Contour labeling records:
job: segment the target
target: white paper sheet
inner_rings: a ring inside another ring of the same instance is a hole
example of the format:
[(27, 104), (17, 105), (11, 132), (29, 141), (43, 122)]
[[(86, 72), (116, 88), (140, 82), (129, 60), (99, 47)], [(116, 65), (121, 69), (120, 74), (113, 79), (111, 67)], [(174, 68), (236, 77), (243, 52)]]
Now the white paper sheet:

Given task
Edit the records above so that every "white paper sheet" becomes "yellow sticky note", and keep everything else the same.

Reply to the exercise
job: segment the target
target: yellow sticky note
inner_rings: a ring inside another ring of the same instance is a hole
example of the format:
[(27, 104), (17, 105), (11, 132), (29, 141), (43, 122)]
[[(86, 72), (116, 88), (140, 82), (129, 60), (99, 47)], [(116, 65), (121, 69), (120, 74), (113, 79), (111, 67)], [(174, 68), (236, 77), (243, 52)]]
Now the yellow sticky note:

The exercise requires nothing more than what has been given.